Please show each line in the records below that contains the word "drooping".

>> start Information supplied

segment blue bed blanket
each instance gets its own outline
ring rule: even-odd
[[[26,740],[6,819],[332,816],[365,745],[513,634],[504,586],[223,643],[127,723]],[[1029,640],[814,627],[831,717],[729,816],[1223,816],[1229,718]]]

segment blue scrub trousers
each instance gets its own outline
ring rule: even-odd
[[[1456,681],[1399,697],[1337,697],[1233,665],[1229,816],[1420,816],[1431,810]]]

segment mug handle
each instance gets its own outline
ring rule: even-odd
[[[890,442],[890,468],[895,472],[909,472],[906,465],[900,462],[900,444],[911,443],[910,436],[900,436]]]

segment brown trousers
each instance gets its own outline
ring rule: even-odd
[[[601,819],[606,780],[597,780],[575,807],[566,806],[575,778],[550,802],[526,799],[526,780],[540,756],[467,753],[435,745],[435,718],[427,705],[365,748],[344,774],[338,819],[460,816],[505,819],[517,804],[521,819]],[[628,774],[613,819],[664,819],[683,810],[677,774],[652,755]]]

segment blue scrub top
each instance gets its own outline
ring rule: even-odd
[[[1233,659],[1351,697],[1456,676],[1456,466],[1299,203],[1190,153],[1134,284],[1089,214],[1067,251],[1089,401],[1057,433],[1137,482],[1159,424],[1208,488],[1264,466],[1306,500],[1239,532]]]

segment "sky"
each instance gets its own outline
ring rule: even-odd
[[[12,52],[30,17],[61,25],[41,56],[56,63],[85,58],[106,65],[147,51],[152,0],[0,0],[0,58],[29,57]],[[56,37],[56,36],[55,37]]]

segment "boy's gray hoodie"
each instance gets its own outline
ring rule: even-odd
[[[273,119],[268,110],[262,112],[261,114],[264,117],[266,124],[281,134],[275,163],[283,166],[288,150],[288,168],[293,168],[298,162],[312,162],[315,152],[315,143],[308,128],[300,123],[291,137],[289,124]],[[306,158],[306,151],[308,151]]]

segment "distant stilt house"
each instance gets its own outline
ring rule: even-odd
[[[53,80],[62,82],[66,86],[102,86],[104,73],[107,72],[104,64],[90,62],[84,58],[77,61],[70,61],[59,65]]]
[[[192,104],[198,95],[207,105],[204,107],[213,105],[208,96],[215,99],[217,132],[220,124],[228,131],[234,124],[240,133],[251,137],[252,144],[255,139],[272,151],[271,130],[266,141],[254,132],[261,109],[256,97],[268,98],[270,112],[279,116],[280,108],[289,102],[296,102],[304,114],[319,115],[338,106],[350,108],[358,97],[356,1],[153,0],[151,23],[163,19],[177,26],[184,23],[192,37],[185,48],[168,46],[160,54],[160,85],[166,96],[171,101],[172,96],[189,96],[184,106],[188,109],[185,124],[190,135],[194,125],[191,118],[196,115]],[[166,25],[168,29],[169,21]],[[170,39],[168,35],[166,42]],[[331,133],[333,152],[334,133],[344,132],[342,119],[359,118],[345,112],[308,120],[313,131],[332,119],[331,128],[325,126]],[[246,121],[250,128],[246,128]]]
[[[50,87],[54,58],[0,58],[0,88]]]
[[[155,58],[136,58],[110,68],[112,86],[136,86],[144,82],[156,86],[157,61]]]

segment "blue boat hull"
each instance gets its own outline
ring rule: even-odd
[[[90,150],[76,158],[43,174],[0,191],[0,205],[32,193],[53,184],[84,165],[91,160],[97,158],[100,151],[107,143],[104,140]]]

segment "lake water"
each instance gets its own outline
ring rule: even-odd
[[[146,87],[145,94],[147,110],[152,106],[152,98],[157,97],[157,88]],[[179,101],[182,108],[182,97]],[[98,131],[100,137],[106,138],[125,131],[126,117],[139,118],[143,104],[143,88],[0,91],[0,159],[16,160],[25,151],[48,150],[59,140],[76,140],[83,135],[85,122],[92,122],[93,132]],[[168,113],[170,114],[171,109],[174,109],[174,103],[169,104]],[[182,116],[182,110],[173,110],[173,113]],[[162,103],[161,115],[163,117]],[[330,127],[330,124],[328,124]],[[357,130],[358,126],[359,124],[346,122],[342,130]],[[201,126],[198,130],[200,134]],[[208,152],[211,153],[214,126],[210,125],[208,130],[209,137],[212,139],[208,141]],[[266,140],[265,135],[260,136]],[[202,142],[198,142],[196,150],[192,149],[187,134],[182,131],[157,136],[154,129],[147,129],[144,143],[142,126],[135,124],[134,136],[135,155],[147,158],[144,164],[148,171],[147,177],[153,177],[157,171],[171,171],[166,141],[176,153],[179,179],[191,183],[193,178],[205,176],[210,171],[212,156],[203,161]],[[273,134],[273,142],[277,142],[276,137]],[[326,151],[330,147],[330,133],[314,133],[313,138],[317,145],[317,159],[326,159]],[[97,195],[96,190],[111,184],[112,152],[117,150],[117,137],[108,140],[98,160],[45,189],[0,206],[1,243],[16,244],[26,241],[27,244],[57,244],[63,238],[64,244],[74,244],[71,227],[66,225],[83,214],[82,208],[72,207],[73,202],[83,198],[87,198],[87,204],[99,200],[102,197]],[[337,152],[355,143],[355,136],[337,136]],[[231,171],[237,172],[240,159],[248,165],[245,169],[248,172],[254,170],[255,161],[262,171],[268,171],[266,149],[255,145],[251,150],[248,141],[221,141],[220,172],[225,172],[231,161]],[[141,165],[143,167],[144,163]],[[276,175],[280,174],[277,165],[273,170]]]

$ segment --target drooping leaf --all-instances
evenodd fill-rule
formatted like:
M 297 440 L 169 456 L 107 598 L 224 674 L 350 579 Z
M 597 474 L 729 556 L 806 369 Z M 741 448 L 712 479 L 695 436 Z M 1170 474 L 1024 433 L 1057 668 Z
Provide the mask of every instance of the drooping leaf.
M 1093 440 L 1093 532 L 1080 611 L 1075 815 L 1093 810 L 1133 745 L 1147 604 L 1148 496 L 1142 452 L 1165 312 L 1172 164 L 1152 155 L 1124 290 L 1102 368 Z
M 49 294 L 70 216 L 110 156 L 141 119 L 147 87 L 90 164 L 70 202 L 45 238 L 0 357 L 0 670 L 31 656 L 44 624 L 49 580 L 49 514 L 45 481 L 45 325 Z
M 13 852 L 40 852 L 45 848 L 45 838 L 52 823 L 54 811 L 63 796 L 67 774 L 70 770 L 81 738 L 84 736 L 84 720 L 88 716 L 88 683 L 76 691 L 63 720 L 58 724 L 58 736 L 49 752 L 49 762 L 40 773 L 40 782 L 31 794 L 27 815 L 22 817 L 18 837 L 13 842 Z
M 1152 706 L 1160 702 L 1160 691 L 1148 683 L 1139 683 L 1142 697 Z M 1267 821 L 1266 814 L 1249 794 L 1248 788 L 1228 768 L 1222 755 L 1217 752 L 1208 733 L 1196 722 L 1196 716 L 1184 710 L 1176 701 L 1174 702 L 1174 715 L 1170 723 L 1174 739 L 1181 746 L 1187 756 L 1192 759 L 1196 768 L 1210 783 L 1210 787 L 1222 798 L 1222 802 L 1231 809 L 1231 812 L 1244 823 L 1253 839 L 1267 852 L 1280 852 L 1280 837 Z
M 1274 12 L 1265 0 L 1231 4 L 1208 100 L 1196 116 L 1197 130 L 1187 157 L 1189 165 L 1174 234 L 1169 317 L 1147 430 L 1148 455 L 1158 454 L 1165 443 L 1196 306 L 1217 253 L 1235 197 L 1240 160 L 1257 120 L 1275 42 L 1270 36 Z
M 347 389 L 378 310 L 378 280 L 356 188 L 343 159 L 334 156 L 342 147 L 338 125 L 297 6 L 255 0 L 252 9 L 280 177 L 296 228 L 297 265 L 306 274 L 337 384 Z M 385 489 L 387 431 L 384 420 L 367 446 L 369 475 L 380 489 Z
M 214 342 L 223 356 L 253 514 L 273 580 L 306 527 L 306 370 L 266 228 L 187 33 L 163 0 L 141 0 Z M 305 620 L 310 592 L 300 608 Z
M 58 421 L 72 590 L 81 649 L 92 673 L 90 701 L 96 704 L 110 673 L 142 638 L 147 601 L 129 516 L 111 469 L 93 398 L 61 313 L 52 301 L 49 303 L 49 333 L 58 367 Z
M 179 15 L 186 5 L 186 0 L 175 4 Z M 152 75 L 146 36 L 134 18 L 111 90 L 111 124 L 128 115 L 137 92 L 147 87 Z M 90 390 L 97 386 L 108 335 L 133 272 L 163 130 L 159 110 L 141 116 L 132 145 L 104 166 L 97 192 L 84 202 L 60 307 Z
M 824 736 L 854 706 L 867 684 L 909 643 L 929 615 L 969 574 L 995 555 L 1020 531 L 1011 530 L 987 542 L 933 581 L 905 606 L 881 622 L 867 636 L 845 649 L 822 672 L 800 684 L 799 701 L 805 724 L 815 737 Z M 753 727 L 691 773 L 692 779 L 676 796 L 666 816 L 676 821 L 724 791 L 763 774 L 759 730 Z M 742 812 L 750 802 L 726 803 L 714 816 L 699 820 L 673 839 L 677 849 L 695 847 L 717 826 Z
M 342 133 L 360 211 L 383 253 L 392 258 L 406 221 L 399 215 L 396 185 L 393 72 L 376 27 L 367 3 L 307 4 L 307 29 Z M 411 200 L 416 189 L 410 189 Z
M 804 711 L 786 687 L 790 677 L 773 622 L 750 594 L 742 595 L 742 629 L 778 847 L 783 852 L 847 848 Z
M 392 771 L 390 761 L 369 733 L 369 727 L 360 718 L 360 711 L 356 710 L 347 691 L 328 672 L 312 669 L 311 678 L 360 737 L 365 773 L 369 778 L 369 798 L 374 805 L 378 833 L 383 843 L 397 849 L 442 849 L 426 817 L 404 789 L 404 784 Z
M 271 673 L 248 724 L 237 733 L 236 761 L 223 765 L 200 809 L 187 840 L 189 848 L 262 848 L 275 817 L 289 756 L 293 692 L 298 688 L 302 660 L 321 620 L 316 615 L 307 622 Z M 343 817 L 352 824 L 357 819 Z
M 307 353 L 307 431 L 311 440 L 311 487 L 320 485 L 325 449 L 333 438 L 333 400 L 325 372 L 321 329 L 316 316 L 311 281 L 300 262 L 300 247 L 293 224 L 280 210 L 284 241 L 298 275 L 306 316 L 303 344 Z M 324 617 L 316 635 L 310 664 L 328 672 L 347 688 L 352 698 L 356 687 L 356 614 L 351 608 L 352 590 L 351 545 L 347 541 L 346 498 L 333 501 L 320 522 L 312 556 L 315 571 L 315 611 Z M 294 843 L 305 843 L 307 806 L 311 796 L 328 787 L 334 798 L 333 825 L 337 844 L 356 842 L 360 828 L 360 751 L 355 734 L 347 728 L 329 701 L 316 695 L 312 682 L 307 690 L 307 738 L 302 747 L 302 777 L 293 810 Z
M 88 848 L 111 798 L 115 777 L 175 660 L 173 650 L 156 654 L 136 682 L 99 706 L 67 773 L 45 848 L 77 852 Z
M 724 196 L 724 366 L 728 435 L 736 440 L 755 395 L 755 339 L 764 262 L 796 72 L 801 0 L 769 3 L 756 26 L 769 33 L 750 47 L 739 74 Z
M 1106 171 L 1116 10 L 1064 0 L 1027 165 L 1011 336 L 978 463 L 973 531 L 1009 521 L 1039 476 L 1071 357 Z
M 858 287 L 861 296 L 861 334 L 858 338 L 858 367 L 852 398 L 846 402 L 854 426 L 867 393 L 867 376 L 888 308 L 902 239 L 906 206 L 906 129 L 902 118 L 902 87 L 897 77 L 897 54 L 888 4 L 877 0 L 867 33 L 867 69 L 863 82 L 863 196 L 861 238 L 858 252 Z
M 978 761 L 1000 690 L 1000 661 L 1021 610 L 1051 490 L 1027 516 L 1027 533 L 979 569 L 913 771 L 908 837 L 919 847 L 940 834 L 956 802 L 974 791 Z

>> end Information supplied

### Answer to the problem
$ segment --target drooping leaf --all-instances
Provide the mask of every instance of the drooping leaf.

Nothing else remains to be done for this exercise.